Consigna:
Di si cada afirmación concuerda con el texto sobre Ashbery y Larry Rivers, respondiendo sí o no y citando textualmente las palabras que lo deciden.
1. El autor tiene ante sí la foto de una silla metálica.
2. El lector de Ashbery debe sentirse receptivo.
3. Larry Rivers sigue con vida.

Para hablar sobre la escritura, prefiero hacer el salto oblicuo y referirme aún más a Ashbery, y a Larry Rivers. Frente a mí tengo una foto de una silla metálica, ordinaria, descansado frente a una típica prefabricada del sur norteamericano, o de un barrio de Berisso. Bien, Larry Rivers podría estar sentado en cualquier silla semejante (incluso en la que algunos de ustedes están sentados, si no fuera porque nuestro artista dejó esta vida hace un lapso). Esa silla podría ser integrante preferencial de cualquier obra de Larry. No se trata de observar, darle la vuelta al perro, morderse la cola como ídem, para después decir: «Sí, esa silla es una obra extraordinaria, porque en el conjunto de la foto equilibra el rojo de la puerta, que a su vez organiza por mitades la obra, contrastando con el mostaza de la pared, mientras se advierte cierta profundidad, una profundidad, claro, detrás de la puerta, etc., etc.» Las pinturas de Rivers y los textos de Ashbery, son un compendio de estas glosas de cocktail, rutinarias, forzadas en cada evento donde más de un espectador se ve obligado de divulgar conocimiento de segunda mano. Habría que decir: «Me gusta esta foto, sí. No puedo dejar de pensar en la persona que ocupará esa silla, ni bien deje yo de observarla». ¿No es mejor así? La misma respuesta puede darse para cualquier poema de John Ashbery. Alguien ocupará la lectura de sus poemas, ni bien deje de leerse. El lector de Ashbery debe sentirse un ser perplejo, no receptivo. De ahí los sentimientos confusos, la opinión forzada, la hermenéutica sobre los huidizo. Claro. Mi búsqueda como escritor es también el deseo de convertirme en ese lector que puedo ser, cuando gusto de los poemas de otros.

Extractos de datos:
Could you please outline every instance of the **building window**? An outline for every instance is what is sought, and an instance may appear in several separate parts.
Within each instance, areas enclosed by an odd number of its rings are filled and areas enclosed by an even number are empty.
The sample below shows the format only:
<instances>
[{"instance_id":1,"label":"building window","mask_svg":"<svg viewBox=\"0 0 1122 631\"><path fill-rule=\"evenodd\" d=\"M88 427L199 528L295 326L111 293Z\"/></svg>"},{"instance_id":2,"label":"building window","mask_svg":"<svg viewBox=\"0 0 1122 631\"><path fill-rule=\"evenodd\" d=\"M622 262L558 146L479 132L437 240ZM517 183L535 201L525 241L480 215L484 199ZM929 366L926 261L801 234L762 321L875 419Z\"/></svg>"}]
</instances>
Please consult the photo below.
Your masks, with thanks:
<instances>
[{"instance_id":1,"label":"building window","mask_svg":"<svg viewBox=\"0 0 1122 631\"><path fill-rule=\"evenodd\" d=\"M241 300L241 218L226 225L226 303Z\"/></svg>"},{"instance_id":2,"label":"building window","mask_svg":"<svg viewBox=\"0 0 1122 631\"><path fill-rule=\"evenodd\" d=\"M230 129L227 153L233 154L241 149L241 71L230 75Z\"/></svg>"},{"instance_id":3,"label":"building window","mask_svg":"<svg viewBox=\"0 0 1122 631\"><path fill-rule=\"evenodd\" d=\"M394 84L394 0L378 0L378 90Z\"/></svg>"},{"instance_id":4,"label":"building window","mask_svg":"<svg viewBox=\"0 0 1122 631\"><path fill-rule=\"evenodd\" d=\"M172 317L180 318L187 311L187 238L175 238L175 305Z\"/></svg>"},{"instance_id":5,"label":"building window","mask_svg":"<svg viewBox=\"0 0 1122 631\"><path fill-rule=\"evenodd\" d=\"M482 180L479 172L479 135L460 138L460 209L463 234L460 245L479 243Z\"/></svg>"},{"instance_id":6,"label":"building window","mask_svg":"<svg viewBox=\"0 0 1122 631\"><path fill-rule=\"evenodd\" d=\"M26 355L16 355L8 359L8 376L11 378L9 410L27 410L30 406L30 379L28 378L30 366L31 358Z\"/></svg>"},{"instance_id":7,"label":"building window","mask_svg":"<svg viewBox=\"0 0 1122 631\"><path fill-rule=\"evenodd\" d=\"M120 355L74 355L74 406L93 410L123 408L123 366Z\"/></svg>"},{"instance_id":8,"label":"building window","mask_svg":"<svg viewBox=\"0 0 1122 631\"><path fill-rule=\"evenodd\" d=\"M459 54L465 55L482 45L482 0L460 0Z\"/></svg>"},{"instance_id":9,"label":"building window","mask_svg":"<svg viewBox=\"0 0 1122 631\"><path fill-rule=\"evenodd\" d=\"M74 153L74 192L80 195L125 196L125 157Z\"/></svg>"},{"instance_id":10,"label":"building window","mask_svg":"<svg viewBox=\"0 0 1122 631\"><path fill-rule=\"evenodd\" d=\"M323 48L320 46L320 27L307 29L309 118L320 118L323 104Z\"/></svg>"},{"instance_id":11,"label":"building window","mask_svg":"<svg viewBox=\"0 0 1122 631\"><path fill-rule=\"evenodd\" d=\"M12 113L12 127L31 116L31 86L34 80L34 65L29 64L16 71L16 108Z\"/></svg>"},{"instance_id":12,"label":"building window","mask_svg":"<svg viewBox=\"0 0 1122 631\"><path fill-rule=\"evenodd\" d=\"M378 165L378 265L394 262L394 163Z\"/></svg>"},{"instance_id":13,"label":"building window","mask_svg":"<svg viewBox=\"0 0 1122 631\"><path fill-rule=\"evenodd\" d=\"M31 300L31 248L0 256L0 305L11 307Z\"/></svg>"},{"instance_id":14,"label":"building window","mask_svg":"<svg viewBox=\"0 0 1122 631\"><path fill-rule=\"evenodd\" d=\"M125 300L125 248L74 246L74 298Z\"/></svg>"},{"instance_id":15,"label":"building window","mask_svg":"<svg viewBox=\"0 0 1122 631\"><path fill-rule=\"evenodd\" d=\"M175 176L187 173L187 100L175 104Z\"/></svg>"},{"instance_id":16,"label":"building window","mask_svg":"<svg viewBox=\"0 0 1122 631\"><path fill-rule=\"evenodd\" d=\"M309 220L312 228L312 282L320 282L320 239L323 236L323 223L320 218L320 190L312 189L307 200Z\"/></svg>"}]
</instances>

* * *

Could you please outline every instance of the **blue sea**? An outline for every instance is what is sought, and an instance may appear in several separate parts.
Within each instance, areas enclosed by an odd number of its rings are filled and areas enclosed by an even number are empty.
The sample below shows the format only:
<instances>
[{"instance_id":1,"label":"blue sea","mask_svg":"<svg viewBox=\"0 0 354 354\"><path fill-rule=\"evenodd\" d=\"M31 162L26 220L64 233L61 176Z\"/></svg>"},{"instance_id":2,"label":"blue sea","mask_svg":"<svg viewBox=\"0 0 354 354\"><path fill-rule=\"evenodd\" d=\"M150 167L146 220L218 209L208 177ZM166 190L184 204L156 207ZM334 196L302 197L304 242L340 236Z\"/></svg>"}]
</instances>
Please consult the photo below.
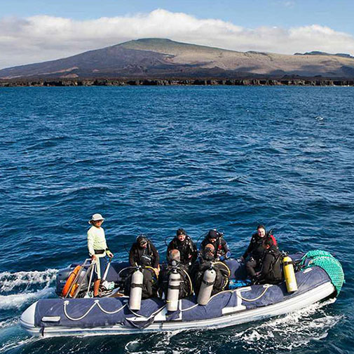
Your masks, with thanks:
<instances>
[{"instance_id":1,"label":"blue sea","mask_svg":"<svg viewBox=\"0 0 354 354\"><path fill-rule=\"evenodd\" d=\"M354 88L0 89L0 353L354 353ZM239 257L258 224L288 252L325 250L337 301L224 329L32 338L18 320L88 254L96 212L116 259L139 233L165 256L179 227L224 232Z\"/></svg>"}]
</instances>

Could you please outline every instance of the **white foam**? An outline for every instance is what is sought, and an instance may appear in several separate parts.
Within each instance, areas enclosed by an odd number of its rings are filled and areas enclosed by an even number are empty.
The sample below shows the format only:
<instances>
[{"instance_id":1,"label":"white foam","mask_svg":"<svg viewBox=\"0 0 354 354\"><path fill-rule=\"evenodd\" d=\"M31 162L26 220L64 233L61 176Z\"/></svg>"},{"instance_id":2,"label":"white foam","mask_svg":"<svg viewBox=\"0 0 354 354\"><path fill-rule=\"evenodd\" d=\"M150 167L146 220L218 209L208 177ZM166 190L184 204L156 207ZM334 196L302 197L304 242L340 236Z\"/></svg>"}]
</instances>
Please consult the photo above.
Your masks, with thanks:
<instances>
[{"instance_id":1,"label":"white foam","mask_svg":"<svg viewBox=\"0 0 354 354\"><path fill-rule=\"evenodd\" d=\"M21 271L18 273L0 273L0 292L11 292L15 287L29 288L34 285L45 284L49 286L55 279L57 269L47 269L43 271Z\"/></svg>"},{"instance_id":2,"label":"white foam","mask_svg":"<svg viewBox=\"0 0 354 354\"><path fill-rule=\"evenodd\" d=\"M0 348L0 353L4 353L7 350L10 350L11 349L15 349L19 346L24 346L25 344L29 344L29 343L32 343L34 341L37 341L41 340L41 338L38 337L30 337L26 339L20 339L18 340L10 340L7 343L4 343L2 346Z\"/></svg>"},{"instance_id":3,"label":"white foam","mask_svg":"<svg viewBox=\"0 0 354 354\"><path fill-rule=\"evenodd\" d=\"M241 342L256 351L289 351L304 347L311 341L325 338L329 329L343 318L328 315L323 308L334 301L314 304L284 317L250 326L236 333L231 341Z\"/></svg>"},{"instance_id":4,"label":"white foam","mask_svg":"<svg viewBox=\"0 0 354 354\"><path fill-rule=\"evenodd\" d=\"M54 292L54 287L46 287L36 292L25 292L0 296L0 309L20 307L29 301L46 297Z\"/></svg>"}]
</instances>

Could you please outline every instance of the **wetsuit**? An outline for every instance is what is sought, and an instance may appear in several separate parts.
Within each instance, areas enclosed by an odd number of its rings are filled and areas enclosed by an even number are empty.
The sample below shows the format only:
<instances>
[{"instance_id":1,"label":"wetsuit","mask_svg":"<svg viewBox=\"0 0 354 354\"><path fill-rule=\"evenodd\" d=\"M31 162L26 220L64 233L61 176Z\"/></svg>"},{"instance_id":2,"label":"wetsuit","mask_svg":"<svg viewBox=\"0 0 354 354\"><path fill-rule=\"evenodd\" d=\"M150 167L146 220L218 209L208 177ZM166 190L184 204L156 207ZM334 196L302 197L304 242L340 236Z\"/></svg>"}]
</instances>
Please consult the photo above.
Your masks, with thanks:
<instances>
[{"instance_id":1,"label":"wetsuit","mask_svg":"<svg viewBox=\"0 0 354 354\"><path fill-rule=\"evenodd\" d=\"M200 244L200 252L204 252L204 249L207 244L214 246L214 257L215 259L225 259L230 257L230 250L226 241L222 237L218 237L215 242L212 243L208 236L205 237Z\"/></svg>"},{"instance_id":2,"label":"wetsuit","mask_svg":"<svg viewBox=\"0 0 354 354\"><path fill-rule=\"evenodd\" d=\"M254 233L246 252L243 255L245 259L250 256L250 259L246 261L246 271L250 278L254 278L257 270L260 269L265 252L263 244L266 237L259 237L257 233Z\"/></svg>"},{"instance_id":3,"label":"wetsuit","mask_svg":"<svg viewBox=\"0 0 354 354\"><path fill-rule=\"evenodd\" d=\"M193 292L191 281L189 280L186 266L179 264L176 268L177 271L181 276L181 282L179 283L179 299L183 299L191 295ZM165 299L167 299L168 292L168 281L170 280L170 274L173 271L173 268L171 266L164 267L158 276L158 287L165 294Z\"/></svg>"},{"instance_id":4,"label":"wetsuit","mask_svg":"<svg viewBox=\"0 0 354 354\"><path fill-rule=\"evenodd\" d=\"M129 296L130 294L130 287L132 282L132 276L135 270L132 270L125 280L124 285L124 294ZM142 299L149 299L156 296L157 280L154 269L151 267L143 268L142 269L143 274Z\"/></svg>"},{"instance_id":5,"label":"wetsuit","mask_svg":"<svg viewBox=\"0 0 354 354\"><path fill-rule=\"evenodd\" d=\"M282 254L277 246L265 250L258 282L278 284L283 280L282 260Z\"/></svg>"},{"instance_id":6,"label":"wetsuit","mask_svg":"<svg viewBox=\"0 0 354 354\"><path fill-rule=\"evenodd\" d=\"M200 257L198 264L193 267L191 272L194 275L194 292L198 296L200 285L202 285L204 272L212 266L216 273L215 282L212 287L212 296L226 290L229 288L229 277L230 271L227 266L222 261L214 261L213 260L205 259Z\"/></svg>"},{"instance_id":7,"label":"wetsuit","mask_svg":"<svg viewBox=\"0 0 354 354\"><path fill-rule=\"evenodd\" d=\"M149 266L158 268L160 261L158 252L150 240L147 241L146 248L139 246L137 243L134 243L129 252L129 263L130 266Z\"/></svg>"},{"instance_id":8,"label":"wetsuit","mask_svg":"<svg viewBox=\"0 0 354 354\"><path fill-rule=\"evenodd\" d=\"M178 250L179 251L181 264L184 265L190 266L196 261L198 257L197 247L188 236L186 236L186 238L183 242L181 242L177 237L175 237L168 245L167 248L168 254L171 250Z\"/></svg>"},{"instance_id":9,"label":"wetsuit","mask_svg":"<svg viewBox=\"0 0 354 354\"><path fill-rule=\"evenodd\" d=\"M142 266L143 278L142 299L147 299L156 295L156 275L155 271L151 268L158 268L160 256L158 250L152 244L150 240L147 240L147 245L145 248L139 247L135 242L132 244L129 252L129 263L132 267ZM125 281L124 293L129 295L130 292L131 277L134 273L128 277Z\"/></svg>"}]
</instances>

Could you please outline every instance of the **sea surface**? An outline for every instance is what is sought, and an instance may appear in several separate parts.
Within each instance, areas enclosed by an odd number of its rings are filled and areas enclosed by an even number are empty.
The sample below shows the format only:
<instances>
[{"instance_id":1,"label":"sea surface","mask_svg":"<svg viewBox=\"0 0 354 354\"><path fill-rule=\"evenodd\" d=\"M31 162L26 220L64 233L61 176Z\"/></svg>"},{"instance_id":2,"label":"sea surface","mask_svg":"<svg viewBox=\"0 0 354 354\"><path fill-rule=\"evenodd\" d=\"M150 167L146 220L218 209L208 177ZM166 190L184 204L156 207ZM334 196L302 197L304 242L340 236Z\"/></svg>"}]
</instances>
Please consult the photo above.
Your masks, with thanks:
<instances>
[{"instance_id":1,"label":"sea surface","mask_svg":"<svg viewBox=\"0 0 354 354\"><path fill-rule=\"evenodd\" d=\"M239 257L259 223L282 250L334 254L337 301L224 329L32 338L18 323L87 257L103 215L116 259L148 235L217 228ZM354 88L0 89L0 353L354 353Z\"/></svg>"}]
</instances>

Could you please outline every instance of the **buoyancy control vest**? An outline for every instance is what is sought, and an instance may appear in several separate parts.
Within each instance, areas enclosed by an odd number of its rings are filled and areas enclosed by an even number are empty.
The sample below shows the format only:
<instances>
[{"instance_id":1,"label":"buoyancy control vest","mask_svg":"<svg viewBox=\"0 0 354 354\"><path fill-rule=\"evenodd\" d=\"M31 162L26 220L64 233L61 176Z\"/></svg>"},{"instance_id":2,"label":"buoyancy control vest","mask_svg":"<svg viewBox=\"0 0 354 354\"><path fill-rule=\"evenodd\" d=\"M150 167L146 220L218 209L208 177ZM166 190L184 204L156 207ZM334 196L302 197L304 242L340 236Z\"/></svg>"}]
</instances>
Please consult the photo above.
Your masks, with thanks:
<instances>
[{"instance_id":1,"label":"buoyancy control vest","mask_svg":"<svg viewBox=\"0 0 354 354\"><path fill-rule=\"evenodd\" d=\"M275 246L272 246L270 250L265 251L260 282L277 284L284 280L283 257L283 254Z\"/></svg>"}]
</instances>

Respuesta:
1. Sí: «Frente a mí tengo una foto de una silla metálica, ordinaria».
2. No: «El lector de Ashbery debe sentirse un ser perplejo, no receptivo».
3. No: «nuestro artista dejó esta vida hace un lapso».